[Data for analysis]:
--- START ---

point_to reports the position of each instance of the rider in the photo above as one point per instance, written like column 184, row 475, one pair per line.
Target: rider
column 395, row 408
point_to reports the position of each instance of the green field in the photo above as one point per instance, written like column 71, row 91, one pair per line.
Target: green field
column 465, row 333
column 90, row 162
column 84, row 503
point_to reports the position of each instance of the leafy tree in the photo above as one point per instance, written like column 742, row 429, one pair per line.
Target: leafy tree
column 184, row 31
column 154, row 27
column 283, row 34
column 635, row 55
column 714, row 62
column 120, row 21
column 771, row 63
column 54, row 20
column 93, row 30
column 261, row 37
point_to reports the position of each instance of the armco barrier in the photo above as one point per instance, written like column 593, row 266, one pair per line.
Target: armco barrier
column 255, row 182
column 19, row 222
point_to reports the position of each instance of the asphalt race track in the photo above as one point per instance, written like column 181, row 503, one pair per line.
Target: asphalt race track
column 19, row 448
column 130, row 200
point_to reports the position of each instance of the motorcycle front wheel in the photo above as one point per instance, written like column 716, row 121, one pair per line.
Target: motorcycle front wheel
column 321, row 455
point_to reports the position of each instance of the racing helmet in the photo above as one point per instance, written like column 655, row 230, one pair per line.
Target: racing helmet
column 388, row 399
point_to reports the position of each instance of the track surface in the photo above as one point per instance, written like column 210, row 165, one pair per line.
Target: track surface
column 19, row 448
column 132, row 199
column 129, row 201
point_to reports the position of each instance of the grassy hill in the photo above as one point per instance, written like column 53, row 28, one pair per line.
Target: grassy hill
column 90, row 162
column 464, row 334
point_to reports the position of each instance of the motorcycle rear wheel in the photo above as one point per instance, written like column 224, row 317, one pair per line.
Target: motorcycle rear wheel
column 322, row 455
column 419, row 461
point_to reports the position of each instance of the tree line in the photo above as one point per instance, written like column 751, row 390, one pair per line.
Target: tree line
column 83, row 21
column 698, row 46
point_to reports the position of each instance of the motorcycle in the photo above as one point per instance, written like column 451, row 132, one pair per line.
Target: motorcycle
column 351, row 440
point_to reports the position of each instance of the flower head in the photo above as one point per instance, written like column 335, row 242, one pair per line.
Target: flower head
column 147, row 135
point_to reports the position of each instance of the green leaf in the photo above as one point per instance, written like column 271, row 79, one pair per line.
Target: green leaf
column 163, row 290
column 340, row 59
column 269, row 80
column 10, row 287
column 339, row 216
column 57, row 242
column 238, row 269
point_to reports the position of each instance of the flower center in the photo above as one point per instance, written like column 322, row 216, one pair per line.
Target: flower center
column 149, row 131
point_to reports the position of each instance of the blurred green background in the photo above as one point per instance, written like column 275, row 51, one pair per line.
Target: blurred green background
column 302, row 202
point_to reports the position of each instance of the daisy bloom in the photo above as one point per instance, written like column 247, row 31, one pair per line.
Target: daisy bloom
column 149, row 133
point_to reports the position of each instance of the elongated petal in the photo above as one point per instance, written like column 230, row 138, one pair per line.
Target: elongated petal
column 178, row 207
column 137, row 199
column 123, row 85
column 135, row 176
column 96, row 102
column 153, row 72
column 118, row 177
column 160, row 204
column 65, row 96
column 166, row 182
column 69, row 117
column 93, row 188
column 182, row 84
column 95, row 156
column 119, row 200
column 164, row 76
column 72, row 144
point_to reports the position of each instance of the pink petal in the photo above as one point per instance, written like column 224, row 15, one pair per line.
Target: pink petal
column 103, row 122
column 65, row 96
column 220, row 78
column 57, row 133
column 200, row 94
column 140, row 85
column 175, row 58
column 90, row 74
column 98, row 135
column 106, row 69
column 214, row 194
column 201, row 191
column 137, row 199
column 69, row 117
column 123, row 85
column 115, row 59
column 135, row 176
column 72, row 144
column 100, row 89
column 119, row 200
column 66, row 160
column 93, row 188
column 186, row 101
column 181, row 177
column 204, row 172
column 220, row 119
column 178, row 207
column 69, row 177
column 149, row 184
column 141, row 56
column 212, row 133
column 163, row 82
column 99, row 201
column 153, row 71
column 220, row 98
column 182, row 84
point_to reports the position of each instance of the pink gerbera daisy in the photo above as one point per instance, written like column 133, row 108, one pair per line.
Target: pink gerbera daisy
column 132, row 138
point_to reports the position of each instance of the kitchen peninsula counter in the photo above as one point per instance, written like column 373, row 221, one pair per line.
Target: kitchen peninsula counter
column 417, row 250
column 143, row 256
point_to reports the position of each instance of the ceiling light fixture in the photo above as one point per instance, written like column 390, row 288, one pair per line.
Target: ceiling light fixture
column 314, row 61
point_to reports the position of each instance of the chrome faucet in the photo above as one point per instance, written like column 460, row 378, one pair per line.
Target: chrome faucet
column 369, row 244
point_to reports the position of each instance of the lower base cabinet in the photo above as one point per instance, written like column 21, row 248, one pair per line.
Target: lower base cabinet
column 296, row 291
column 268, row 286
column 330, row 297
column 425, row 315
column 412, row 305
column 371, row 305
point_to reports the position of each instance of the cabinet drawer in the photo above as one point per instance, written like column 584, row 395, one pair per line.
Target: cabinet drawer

--- END ---

[Your instructions]: Extract, word for word, each line of the listing above.

[Solution to the problem]:
point_to reports the position of each instance of the rider in the photo above as one point per instance, written like column 184, row 475, one pair per line.
Target: rider
column 395, row 408
point_to reports the position of each instance of the green field in the photo above as one point per instance, written like column 71, row 91, one pair per line.
Target: green field
column 465, row 333
column 90, row 162
column 84, row 503
point_to reports the position of each instance of the leafy tree in the photo above as one point per instance, written like column 742, row 429, one pair per line.
Target: leafy tree
column 184, row 31
column 154, row 27
column 283, row 34
column 635, row 55
column 714, row 62
column 120, row 21
column 771, row 63
column 54, row 20
column 93, row 30
column 261, row 37
point_to reports the position of each instance of the armco barrier in the photo above as one point per instance, written like column 593, row 266, one pair per line.
Target: armco barrier
column 255, row 182
column 19, row 222
point_to reports the position of each instance of the asphalt race track in the photo above as one point per instance, written like column 181, row 503, one pair per line.
Target: asphalt race track
column 19, row 448
column 130, row 200
point_to reports the position of each instance of the motorcycle front wheel in the photo above as one point per instance, written like column 716, row 121, one pair per line.
Target: motorcycle front wheel
column 321, row 455
point_to reports the position of each instance of the racing helmet in the photo above as one point per instance, written like column 655, row 230, one pair per line.
Target: racing helmet
column 388, row 399
point_to reports the position of each instance of the track surface in the photo above as one point per instance, written like column 210, row 165, one pair per line.
Target: track surface
column 19, row 448
column 132, row 199
column 129, row 201
point_to reports the position of each instance of the grassy hill in the photo above as one point per instance, written like column 53, row 28, one pair per line.
Target: grassy hill
column 90, row 162
column 464, row 334
point_to reports the position of each instance of the motorcycle rear wheel in the photo above as one point per instance, written like column 224, row 317, one pair per line.
Target: motorcycle rear wheel
column 322, row 455
column 419, row 461
point_to reports the position of each instance of the tree line in the photo above as one point per instance, written like column 751, row 390, one pair per line.
Target: tree line
column 83, row 21
column 698, row 46
point_to reports the position of each instance of the motorcycle in the photo above as one point per instance, written like column 451, row 132, one pair per line.
Target: motorcycle
column 351, row 440
point_to reports the position of each instance of the flower head in the photo above as one point per instance, written like column 335, row 242, one pair per line.
Target: flower head
column 147, row 135
point_to reports the position of each instance of the green leaf in the photo above as one point per instance, written like column 271, row 79, one pair per line.
Target: green leaf
column 163, row 290
column 340, row 59
column 269, row 80
column 10, row 287
column 339, row 216
column 57, row 242
column 238, row 269
point_to reports the position of each instance of the flower center in the photo above as one point per instance, written like column 322, row 216, one pair per line.
Target: flower center
column 149, row 131
point_to reports the position of each instance of the blurred green background in the photo above as one point per instance, written like column 275, row 51, one pair per line.
Target: blurred green background
column 302, row 202
point_to reports the position of each instance of the daisy bloom in the photo above as one point per instance, written like column 247, row 31, one pair per line.
Target: daisy bloom
column 149, row 133
point_to reports the position of each instance of the elongated petal in the photo above as one point per instance, written like column 230, row 138, one pair per line.
Target: elongated petal
column 178, row 207
column 137, row 199
column 123, row 85
column 135, row 176
column 96, row 102
column 153, row 72
column 118, row 177
column 160, row 204
column 65, row 96
column 166, row 182
column 69, row 117
column 93, row 188
column 182, row 84
column 95, row 156
column 119, row 200
column 164, row 76
column 72, row 144
point_to reports the position of each instance of the pink petal in the photo above as one point per instance, written like column 224, row 15, one pair per line.
Target: pink petal
column 103, row 122
column 65, row 96
column 220, row 78
column 57, row 133
column 200, row 94
column 140, row 85
column 175, row 58
column 90, row 74
column 98, row 135
column 106, row 69
column 214, row 194
column 201, row 191
column 137, row 199
column 69, row 117
column 123, row 85
column 115, row 59
column 135, row 176
column 72, row 144
column 100, row 89
column 119, row 200
column 66, row 160
column 93, row 188
column 186, row 101
column 181, row 177
column 204, row 172
column 220, row 119
column 178, row 207
column 69, row 177
column 149, row 184
column 141, row 56
column 212, row 133
column 163, row 82
column 99, row 201
column 153, row 71
column 220, row 98
column 182, row 84
point_to reports the position of each instance of the pink gerbera daisy in the photo above as one point per instance, written like column 133, row 108, one pair per line.
Target: pink gerbera daisy
column 132, row 138
point_to reports the position of each instance of the kitchen peninsula counter in the photo above as one point per instance, written like column 373, row 221, one pair per line.
Target: kitchen peninsula counter
column 417, row 250
column 143, row 256
point_to reports the position of each instance of the ceiling light fixture in the photo above as one point per instance, written like column 390, row 288, one pair per line.
Target: ceiling light fixture
column 314, row 61
point_to reports the position of each instance of the chrome faucet in the photo above as one point per instance, written like column 460, row 378, one pair per line.
Target: chrome faucet
column 369, row 244
point_to reports the position of each instance of the lower base cabinet in the photo above as one point per instance, written like column 21, row 248, one pair per line.
Target: lower base cabinet
column 296, row 291
column 268, row 286
column 330, row 297
column 425, row 315
column 412, row 305
column 371, row 305
point_to reports the position of each instance of the cabinet drawer in the photo above as one point per instance, written like column 584, row 395, one pair per line.
Target: cabinet drawer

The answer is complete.